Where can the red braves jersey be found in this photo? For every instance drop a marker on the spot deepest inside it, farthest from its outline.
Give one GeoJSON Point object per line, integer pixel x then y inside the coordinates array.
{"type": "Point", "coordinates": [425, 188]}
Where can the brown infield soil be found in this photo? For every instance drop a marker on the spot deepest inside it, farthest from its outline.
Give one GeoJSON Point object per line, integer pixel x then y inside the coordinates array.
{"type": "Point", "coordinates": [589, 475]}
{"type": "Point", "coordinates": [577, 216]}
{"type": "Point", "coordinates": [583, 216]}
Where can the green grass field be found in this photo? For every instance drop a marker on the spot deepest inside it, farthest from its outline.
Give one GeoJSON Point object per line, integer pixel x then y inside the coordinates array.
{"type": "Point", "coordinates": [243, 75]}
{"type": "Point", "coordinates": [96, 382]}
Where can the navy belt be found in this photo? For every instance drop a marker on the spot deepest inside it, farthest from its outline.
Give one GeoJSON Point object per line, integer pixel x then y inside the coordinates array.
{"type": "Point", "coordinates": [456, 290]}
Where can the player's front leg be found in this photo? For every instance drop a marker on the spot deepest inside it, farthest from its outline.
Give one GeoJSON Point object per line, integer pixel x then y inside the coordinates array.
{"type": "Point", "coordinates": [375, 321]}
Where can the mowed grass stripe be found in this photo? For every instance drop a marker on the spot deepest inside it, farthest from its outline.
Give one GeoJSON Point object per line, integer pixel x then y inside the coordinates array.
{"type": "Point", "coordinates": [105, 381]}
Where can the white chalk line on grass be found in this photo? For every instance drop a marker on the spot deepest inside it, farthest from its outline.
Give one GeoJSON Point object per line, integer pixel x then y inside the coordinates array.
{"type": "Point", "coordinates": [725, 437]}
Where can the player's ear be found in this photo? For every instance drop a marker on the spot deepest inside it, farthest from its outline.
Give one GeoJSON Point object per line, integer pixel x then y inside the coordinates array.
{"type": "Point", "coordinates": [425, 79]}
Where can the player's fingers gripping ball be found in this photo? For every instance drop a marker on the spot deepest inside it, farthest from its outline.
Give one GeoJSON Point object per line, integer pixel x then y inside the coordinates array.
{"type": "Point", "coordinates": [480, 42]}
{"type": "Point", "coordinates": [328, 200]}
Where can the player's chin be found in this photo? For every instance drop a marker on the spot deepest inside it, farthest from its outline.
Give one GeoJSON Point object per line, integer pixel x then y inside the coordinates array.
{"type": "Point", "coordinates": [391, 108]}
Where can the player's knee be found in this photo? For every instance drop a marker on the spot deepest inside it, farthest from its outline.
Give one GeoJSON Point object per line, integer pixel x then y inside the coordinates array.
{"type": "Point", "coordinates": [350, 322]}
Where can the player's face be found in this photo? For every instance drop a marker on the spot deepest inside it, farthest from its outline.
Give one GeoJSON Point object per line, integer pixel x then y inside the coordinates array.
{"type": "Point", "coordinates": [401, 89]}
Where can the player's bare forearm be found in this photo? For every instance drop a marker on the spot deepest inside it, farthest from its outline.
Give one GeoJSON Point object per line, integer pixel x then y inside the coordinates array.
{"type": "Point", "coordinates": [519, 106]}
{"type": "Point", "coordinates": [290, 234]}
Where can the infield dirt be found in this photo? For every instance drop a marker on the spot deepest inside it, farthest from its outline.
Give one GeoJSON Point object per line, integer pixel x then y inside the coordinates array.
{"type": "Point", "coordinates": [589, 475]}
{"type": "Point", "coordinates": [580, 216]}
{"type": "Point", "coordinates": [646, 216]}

+ + +

◆ **What is expected**
Write every record out again, unaltered.

◆ **The output**
Where can the red braves jersey be found in this photo? For every instance drop a marker on the spot deepest inside it, farthest from its outline.
Give one GeoJSON Point object per line, integer pixel x then y inside the coordinates array.
{"type": "Point", "coordinates": [425, 188]}
Where can the brown infield soil be found in this photo? For every instance drop a marker on the spot deepest inside it, farthest from its outline.
Give one GeoJSON Point object per line, integer pixel x then y inside the coordinates array.
{"type": "Point", "coordinates": [589, 475]}
{"type": "Point", "coordinates": [577, 216]}
{"type": "Point", "coordinates": [583, 216]}
Where can the green grass field be found in this photo? For every instance drop a marker on the spot deepest inside it, farthest from its outline.
Give one GeoJSON Point object per line, integer pixel x then y inside the coordinates array.
{"type": "Point", "coordinates": [243, 75]}
{"type": "Point", "coordinates": [96, 382]}
Where can the navy belt be found in this photo? For every instance drop a marker on the spot deepest inside it, farthest from its outline.
Give one GeoJSON Point object per line, integer pixel x then y inside the coordinates array.
{"type": "Point", "coordinates": [456, 290]}
Where can the player's front leg be found in this photo? For every instance drop a marker on the spot deepest inside it, farthest from its outline.
Give one GeoJSON Point object per line, integer pixel x then y inside the coordinates array.
{"type": "Point", "coordinates": [375, 321]}
Where can the mowed grass stripe be found in this photo? For every instance drop a marker on the spot deepest inside it, farthest from its outline.
Give one GeoJSON Point object per line, integer pixel x then y inside the coordinates array.
{"type": "Point", "coordinates": [105, 381]}
Where can the white chalk line on grass be found in this photo? For every instance drop a marker on the spot deepest inside it, farthest from its outline.
Give one GeoJSON Point object per line, integer pixel x then y inside the coordinates array.
{"type": "Point", "coordinates": [725, 437]}
Where can the player's ear be found in this photo? For every instance drop a marker on the spot deepest inside it, farthest from its outline.
Give one GeoJSON Point object per line, integer pixel x then y inside the coordinates array.
{"type": "Point", "coordinates": [425, 79]}
Where can the player's fingers gripping ball be found in this photo? For every instance drop a marker on the spot deepest inside it, farthest from its outline.
Give one GeoJSON Point object per line, integer pixel x then y inside the coordinates array.
{"type": "Point", "coordinates": [480, 42]}
{"type": "Point", "coordinates": [328, 200]}
Where can the player's chin be found in this photo? For every instance drop a marker on the spot deepest inside it, farthest from its outline.
Give one GeoJSON Point object per line, integer pixel x then y inside the coordinates array.
{"type": "Point", "coordinates": [391, 108]}
Where can the player's knee be found in this photo? For every instance drop a marker on the spot deepest inside it, farthest from its outline.
Give one GeoJSON Point object per line, integer pixel x then y inside the coordinates array.
{"type": "Point", "coordinates": [350, 322]}
Where can the player's face be found in this photo? For every instance drop a marker on the spot deepest inside it, farthest from its outline.
Give one GeoJSON Point object per line, integer pixel x then y inside the coordinates array.
{"type": "Point", "coordinates": [401, 89]}
Where can the player's bare forearm be found in this photo? For every instance drop a marker on the spot deepest inside it, farthest from its outline.
Give one GeoJSON Point object per line, integer pixel x then y inside the coordinates array.
{"type": "Point", "coordinates": [519, 106]}
{"type": "Point", "coordinates": [290, 234]}
Where can the infield dirt be found in this photo? For every instance drop a marker on the spot deepest inside it, farthest from its outline.
Give one GeoJSON Point object per line, integer pixel x then y inside the coordinates array.
{"type": "Point", "coordinates": [589, 475]}
{"type": "Point", "coordinates": [580, 216]}
{"type": "Point", "coordinates": [646, 216]}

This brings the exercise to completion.